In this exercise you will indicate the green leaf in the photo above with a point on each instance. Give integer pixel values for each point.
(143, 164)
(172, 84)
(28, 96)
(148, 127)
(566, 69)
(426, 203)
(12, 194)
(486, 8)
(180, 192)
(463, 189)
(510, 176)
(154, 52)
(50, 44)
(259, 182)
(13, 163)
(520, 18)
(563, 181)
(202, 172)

════════

#### [WRITTEN TASK]
Reproduce the data above line for line, with no changes to any word, number, or punctuation mark.

#### [FULL ANSWER]
In this exercise you will indicate the green leaf in the photo above with a point on each instance. Give integer pixel values for each point.
(143, 164)
(172, 84)
(28, 96)
(148, 127)
(566, 69)
(426, 203)
(12, 194)
(486, 8)
(180, 192)
(463, 189)
(510, 176)
(154, 52)
(50, 44)
(259, 182)
(13, 163)
(520, 18)
(563, 181)
(202, 172)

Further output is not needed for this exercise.